## Source
^^^^^^^^^^^^^^^^
Keen Sword Helps Keep Aviators Sharp


A Kadena AB-based F-15 comes in for refueling from a KC-135 with the 909th Aerial Refueling Squadron off the coast of Japan on Tuesday, Nov. 6, as part of Keen Sword. Photo by Jennifer Hlad.

For pilots based at Kadena AB, Japan, working with the Japan Air Self-Defense Force is nothing new. Nearly every pilot there has participated in at least one exercise with the JASDF, and many have taken part in several, said Lt. Col. Nichelle Somers, a KC-135 pilot instructor.

But that doesn’t mean each interaction isn’t valuable, she said.

“We still learn things from each other on every exercise,” Somers noted.

Somers is one of roughly 10,000 US service members participating in this year’s iteration of Keen Sword. The biennial exercise is the largest and most complex US-Japan field training exercise, and includes 47,000 Japanese troops and US service members on the ground, in the air, and at sea.

US Pacific Fleet, US Forces Japan, 7th Fleet, 5th Air Force, and III Marine Expeditionary Force are among the major commands that sent troops; two Royal Canadian Navy ships are participating in the maritime portion of the exercise for the first time this year.

The aviation piece of the exercise involves practicing command and control, communications, aerial refueling, and air defense and escort scenarios, according to a Navy spokesman.

Tuesday, Somers, Maj. Hans Foster, and SSgt. Cameron Bilyeu got into a KC-135 expecting to be taking off with and refueling six Kadena-based F-15s as they made their way up the airspace south of Marine Corps Air Station Iwakuni, participate in a training scenario, and then fly home.

Instead, the tanker crew learned just minutes before takeoff that four of the F-15s were staying at Kadena.

Cruising 22,000 feet above the Pacific Ocean, Somers and Foster positioned the KC-135 so the sun wouldn’t be in the fighter pilots’ eyes, and Bilyeu expertly guided the boom—using just two fingers —to refuel the two F-15s.

Later, as an AWACS flying 8,000 feet above the tanker monitored its fuel levels, four F-16s from Misawa AB, Japan, approached for refueling.
^^^^^^^^^^^^^^^^
## Data section
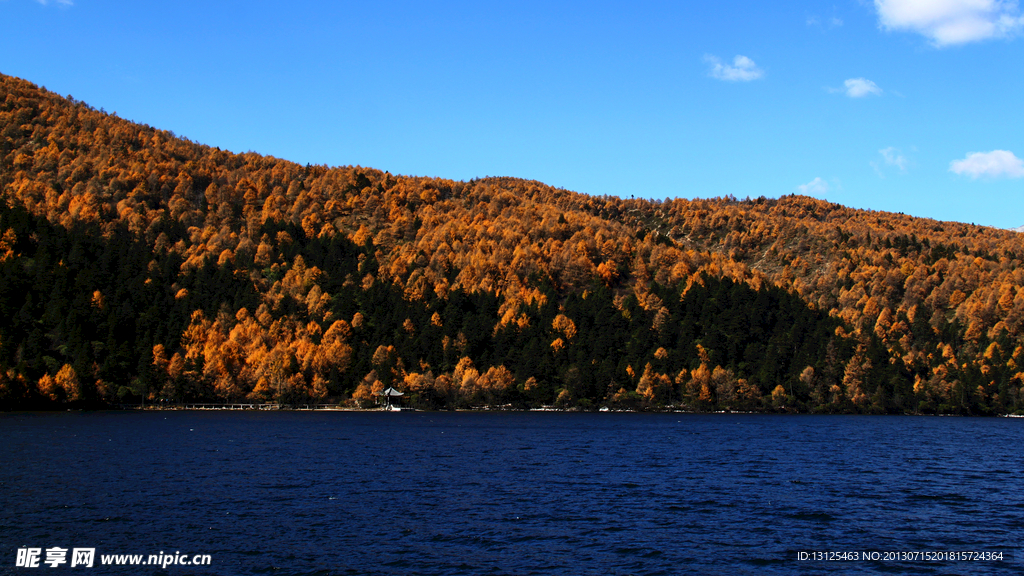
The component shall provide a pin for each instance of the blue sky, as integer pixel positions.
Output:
(906, 106)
^^^^^^^^^^^^^^^^
## Work to do
1 > Copy the Keen Sword article word for word, from "Tuesday, Somers, Maj." up to and including "approached for refueling.".
2 > According to the Keen Sword article, why did Somers and Foster position the KC-135 as they did while cruising at 22,000 feet?
The data isn't needed here.

## The replies
1 >
Tuesday, Somers, Maj. Hans Foster, and SSgt. Cameron Bilyeu got into a KC-135 expecting to be taking off with and refueling six Kadena-based F-15s as they made their way up the airspace south of Marine Corps Air Station Iwakuni, participate in a training scenario, and then fly home.

Instead, the tanker crew learned just minutes before takeoff that four of the F-15s were staying at Kadena.

Cruising 22,000 feet above the Pacific Ocean, Somers and Foster positioned the KC-135 so the sun wouldn’t be in the fighter pilots’ eyes, and Bilyeu expertly guided the boom—using just two fingers —to refuel the two F-15s.

Later, as an AWACS flying 8,000 feet above the tanker monitored its fuel levels, four F-16s from Misawa AB, Japan, approached for refueling.

2 > They positioned the KC-135 so the sun wouldn't be in the fighter pilots' eyes.